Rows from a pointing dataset

--------------------------------------------------

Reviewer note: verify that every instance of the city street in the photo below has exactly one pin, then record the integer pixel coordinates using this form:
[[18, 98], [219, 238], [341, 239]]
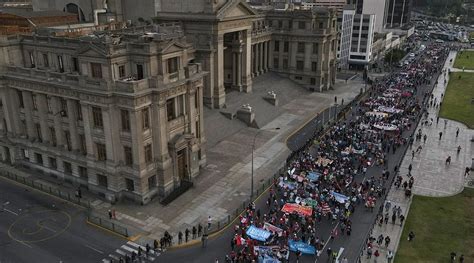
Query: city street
[[35, 227]]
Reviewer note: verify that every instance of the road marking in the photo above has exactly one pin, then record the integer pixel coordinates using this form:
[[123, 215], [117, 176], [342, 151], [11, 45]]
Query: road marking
[[10, 211], [96, 250]]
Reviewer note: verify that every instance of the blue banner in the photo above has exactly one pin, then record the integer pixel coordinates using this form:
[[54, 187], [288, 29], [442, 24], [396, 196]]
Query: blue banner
[[302, 247], [258, 233], [339, 197], [313, 176]]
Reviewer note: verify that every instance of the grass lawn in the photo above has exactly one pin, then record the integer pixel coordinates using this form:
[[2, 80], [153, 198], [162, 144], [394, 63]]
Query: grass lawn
[[441, 226], [457, 100], [466, 59]]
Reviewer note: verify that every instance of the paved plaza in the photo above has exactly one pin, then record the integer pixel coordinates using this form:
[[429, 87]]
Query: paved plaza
[[432, 176]]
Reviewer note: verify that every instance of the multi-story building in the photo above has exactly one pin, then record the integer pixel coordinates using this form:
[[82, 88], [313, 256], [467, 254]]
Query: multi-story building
[[345, 39], [362, 39], [120, 113], [304, 46]]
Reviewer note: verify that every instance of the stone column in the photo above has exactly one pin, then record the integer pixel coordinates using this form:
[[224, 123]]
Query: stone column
[[247, 62], [72, 115], [28, 103], [43, 117], [57, 118], [260, 58], [87, 121], [219, 90], [164, 162]]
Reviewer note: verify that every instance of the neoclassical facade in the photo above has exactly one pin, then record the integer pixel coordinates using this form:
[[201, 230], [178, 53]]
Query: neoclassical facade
[[120, 113]]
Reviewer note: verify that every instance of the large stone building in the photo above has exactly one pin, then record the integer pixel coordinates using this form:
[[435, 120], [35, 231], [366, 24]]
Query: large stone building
[[233, 41], [120, 113]]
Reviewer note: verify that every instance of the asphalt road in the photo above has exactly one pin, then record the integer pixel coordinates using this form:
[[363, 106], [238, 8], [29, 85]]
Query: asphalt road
[[35, 227], [362, 219]]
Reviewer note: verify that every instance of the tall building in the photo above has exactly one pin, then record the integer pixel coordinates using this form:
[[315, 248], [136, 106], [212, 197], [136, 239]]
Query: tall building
[[397, 13], [120, 113]]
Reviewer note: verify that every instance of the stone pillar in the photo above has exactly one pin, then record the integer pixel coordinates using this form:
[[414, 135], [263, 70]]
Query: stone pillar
[[87, 121], [72, 115], [247, 62], [164, 162], [28, 103], [260, 58], [219, 90], [43, 117], [57, 118]]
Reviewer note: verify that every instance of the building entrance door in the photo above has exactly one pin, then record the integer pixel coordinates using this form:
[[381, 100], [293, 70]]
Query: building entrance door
[[181, 157]]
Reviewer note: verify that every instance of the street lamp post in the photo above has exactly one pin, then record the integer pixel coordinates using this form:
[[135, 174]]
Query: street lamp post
[[253, 149]]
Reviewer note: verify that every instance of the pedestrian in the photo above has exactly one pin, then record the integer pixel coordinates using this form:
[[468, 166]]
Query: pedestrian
[[448, 160], [180, 237], [199, 230], [186, 234], [194, 231], [389, 256], [402, 218]]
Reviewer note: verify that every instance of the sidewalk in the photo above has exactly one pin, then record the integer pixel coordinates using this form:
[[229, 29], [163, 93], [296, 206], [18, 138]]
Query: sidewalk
[[432, 177], [224, 182]]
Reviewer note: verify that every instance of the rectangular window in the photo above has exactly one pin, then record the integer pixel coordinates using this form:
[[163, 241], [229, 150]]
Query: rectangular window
[[39, 158], [82, 140], [121, 71], [97, 117], [52, 163], [286, 47], [102, 180], [170, 111], [79, 110], [151, 181], [146, 118], [173, 66], [148, 154], [38, 132], [300, 65], [300, 47], [315, 48], [129, 184], [20, 98], [301, 25], [125, 116], [63, 107], [67, 137], [45, 60], [101, 152], [75, 64], [96, 69], [60, 64], [83, 173], [49, 104], [53, 135], [35, 101], [32, 59], [128, 156], [67, 168]]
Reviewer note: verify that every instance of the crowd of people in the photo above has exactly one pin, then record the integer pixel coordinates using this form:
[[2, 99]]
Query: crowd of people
[[329, 180]]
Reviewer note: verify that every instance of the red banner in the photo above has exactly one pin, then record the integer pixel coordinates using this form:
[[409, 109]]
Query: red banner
[[302, 210]]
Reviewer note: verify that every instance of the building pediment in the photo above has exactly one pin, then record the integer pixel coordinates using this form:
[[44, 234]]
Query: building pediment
[[235, 9], [91, 50], [173, 46]]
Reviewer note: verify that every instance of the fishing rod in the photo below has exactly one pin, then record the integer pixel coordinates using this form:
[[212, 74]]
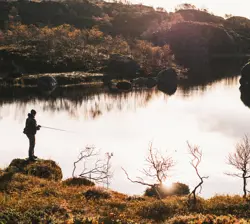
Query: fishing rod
[[56, 129]]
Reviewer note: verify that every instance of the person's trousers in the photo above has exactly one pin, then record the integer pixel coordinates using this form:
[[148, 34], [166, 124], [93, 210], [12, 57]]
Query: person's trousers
[[32, 141]]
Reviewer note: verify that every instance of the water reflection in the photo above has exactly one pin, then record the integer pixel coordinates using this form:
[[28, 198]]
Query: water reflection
[[211, 116], [77, 100]]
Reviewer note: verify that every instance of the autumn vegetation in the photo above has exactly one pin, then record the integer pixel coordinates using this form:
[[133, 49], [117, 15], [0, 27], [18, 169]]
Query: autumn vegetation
[[82, 35], [34, 192]]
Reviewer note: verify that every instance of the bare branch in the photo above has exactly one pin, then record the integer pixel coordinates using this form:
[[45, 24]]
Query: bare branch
[[240, 159], [196, 153], [100, 172], [157, 168], [137, 181]]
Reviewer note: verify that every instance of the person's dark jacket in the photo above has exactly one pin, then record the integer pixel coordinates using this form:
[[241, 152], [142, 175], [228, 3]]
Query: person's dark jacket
[[30, 125]]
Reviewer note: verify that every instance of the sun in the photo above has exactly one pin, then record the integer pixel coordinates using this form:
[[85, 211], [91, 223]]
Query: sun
[[167, 183]]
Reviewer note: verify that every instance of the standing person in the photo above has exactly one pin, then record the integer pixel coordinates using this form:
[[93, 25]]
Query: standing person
[[30, 130]]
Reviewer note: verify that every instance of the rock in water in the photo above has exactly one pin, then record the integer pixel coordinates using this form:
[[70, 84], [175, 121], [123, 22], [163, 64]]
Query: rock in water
[[167, 79], [124, 85], [151, 82], [46, 83]]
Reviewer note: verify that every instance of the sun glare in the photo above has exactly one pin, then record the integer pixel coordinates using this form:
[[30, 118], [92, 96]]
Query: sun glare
[[168, 184]]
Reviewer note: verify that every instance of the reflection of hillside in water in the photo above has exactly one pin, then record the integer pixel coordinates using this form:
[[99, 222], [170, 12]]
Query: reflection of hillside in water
[[189, 89], [78, 101]]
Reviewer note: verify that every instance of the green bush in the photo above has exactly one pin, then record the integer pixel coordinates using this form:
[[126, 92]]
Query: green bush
[[157, 210], [47, 169], [179, 189], [96, 193], [205, 219]]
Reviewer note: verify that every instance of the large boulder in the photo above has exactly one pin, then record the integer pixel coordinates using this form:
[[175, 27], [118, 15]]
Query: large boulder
[[167, 81], [121, 65], [46, 83], [46, 169], [167, 78]]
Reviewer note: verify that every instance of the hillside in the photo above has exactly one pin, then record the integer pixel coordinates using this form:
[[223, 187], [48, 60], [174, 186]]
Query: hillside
[[33, 192], [83, 35]]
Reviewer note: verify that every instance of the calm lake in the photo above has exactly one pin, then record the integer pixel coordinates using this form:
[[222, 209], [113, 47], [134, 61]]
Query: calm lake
[[212, 116]]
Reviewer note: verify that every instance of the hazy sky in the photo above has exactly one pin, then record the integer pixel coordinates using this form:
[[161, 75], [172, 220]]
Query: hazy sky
[[218, 7]]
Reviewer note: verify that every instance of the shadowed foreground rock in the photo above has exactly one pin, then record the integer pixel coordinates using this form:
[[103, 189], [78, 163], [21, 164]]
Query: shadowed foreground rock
[[46, 169], [245, 75]]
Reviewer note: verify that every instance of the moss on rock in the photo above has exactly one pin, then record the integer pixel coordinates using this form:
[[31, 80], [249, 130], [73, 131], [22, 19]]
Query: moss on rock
[[47, 169], [78, 182]]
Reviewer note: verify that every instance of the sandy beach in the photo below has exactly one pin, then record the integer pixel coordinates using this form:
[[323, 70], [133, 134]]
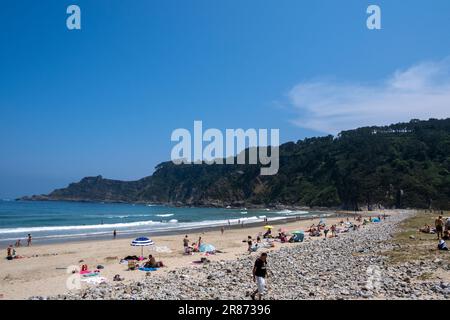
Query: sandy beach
[[43, 271]]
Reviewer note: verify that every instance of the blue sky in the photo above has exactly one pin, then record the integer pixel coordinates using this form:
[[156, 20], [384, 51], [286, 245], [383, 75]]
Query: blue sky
[[105, 99]]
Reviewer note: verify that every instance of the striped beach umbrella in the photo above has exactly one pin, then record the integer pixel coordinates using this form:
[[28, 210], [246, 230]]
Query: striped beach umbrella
[[142, 242]]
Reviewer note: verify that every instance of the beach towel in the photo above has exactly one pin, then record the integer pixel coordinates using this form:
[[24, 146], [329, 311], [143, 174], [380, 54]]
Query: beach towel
[[147, 269], [95, 280], [160, 249]]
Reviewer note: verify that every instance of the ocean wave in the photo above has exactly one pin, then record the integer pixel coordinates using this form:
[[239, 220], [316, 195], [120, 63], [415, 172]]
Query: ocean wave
[[78, 227], [291, 213]]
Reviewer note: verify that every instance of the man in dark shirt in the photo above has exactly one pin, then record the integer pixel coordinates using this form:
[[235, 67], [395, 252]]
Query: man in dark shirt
[[259, 275]]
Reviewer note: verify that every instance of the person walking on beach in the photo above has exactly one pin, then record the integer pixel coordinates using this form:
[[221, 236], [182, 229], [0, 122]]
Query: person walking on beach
[[333, 230], [9, 255], [439, 224], [186, 242], [259, 276], [250, 244], [325, 231]]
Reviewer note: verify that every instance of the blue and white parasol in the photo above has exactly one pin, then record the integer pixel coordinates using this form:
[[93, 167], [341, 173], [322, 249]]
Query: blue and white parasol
[[142, 242]]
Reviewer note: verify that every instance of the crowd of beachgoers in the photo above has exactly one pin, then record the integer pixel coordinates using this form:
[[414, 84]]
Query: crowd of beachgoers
[[346, 262]]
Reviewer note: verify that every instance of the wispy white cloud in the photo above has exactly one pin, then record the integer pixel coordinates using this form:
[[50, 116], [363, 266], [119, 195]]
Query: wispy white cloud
[[419, 92]]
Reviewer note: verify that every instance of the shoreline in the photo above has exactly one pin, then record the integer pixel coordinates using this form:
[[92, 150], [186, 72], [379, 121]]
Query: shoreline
[[44, 270], [156, 232]]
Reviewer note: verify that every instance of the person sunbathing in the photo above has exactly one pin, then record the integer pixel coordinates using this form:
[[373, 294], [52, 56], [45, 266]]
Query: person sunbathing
[[152, 263], [442, 245], [425, 229]]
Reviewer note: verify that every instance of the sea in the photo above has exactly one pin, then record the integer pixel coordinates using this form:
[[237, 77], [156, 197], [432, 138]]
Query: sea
[[59, 221]]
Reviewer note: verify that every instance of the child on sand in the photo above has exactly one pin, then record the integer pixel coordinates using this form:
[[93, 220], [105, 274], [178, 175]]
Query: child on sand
[[439, 224], [259, 275]]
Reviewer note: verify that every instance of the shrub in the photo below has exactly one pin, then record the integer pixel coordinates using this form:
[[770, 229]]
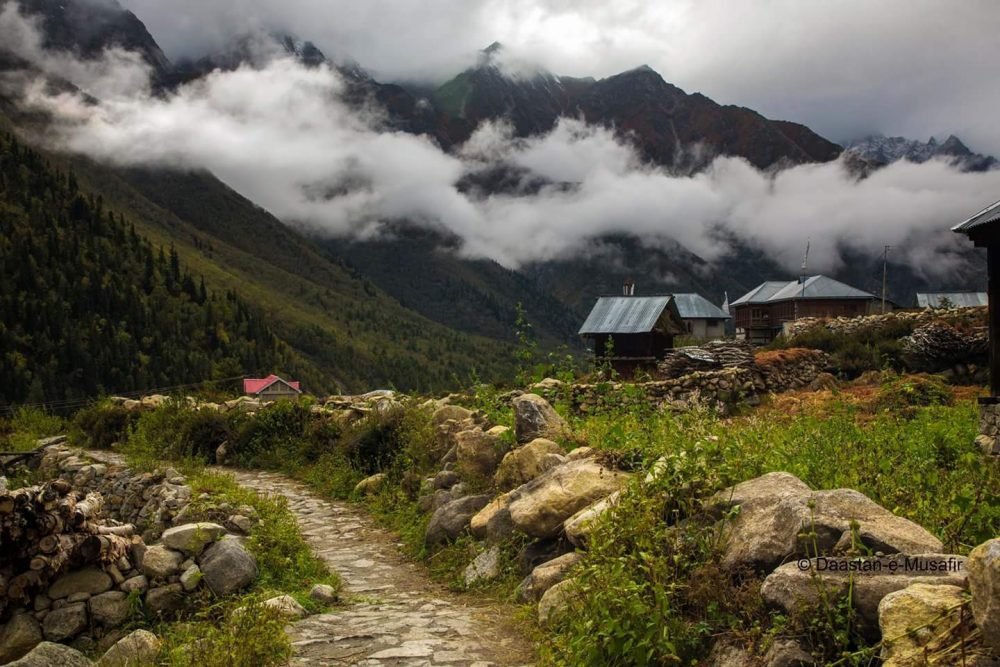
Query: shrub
[[102, 425]]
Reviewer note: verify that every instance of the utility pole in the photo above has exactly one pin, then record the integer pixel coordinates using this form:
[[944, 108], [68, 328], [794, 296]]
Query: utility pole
[[885, 273]]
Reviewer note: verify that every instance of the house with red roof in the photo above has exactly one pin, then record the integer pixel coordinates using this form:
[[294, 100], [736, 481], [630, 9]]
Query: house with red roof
[[271, 388]]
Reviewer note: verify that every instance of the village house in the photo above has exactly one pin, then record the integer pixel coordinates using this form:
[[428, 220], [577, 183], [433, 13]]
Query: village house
[[934, 300], [761, 313], [702, 318], [271, 388], [631, 333]]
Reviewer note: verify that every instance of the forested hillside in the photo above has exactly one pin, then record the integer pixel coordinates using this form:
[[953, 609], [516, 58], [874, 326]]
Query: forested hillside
[[89, 306]]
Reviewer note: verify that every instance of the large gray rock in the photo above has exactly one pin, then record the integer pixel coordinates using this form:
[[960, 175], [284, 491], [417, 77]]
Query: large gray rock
[[227, 567], [543, 504], [984, 584], [579, 526], [49, 654], [777, 511], [556, 601], [88, 580], [478, 453], [452, 519], [910, 618], [109, 609], [535, 418], [160, 562], [165, 599], [65, 623], [134, 650], [545, 576], [799, 584], [21, 634], [192, 538], [528, 462]]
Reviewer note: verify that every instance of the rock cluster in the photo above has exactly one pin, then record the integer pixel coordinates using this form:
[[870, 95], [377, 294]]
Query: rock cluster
[[86, 607]]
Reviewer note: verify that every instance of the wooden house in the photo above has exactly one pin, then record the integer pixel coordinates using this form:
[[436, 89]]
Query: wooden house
[[630, 332], [761, 313], [271, 388]]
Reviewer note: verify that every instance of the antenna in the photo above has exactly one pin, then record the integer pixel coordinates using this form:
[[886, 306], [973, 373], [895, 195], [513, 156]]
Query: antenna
[[885, 273]]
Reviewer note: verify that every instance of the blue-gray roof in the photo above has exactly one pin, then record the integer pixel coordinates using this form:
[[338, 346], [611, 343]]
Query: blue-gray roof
[[956, 299], [625, 314], [989, 214], [813, 287], [697, 307]]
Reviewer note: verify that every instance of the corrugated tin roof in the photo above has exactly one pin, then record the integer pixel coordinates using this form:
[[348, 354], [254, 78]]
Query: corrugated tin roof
[[761, 293], [957, 299], [695, 307], [624, 314], [814, 287], [989, 214]]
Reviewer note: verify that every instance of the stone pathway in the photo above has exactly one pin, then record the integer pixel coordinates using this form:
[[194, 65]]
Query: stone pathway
[[395, 615]]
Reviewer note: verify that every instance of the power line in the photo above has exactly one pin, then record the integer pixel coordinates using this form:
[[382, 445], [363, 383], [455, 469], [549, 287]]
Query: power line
[[80, 402]]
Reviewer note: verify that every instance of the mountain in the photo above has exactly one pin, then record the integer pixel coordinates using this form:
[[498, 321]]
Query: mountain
[[89, 27], [878, 151]]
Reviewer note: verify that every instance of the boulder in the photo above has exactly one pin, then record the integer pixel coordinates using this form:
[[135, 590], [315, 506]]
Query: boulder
[[191, 578], [165, 599], [66, 622], [446, 479], [777, 508], [798, 584], [21, 634], [910, 618], [371, 484], [485, 567], [138, 648], [324, 594], [88, 580], [452, 519], [286, 607], [579, 526], [192, 538], [48, 654], [788, 653], [555, 602], [526, 463], [544, 504], [480, 522], [478, 453], [545, 576], [984, 584], [227, 567], [109, 609], [160, 562], [535, 418]]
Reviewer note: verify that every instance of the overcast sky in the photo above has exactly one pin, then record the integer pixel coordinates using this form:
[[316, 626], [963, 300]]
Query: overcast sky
[[846, 67]]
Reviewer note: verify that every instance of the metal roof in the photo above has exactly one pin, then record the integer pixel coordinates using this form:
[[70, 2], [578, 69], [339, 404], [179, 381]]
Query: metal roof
[[813, 287], [989, 214], [697, 307], [956, 299], [761, 293], [625, 314]]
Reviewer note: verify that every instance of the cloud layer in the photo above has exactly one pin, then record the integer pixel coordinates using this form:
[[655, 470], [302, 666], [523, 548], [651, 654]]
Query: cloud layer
[[846, 68], [281, 135]]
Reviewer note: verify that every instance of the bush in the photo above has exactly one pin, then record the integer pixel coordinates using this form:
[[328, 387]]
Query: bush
[[101, 426]]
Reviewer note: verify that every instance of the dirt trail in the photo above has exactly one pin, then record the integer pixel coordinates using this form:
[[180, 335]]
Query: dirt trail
[[395, 615]]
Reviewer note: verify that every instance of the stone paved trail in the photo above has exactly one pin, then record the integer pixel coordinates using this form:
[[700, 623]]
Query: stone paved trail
[[395, 615]]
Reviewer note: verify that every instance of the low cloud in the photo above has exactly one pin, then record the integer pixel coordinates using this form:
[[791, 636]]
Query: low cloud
[[281, 135]]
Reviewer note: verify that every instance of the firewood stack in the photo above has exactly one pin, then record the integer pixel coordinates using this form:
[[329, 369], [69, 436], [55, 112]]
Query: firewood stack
[[48, 529]]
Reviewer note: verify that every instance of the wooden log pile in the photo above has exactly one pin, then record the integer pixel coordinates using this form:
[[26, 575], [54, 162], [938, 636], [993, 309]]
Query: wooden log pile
[[48, 529]]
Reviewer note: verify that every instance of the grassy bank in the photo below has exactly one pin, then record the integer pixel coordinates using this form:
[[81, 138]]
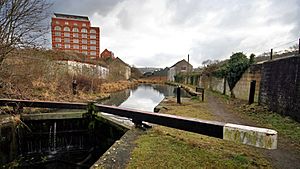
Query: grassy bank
[[163, 147], [286, 127]]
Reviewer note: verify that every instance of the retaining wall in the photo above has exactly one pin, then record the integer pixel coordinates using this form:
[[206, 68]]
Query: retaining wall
[[280, 86]]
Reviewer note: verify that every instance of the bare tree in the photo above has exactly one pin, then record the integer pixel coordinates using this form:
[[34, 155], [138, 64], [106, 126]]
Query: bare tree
[[21, 24]]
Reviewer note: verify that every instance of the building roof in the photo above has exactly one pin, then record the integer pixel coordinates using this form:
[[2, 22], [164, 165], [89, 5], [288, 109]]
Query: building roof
[[120, 61], [67, 16], [183, 60]]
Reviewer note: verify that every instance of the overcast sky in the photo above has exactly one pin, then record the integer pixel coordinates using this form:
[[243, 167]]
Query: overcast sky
[[158, 33]]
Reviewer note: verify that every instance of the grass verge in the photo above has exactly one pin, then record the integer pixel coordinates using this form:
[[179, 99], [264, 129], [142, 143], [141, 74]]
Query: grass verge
[[163, 147]]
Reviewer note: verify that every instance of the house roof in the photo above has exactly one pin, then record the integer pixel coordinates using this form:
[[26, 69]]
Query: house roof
[[183, 60], [119, 60], [67, 16]]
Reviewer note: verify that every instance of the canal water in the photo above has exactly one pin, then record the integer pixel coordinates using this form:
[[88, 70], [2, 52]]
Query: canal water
[[143, 97], [78, 143]]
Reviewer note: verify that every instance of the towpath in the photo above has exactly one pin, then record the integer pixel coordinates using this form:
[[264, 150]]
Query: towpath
[[285, 156]]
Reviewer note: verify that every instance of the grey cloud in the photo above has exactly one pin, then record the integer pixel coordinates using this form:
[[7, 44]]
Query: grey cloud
[[86, 7], [214, 49], [125, 20]]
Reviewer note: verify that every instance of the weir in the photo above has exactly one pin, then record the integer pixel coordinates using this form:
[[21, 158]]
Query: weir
[[59, 140]]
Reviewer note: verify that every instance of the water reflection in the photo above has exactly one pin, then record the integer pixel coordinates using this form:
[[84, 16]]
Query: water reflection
[[143, 97]]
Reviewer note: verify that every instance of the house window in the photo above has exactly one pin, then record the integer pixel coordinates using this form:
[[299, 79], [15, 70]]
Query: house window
[[75, 41], [67, 46], [92, 31], [67, 40], [93, 47], [67, 29], [67, 34], [93, 42], [57, 34], [93, 36], [57, 40], [84, 47], [84, 35], [75, 30], [93, 53], [76, 46], [57, 28], [83, 30]]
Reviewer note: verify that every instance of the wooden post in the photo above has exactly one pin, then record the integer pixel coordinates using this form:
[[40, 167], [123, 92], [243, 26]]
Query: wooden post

--------------------------------------------------

Set task: Recast the stretch of the listing from the line containing "Reviewer note: verify that every instance of the stone pillar" through the line containing "117], [57, 118]]" as a Markdown table with the columns Row and Text, giving each line its own numbered row and omitting blank lines.

Answer to this exercise:
| Row | Text |
|---|---|
| 1 | Reviewer note: verify that every instance of the stone pillar in the photo above has exactly one pin, then record the integer pixel coordinates using this form: |
| 2 | [[414, 135], [263, 70]] |
| 3 | Query: stone pillar |
| 4 | [[87, 121], [72, 115], [247, 62], [164, 162], [28, 103], [260, 58], [219, 90], [43, 117], [57, 118]] |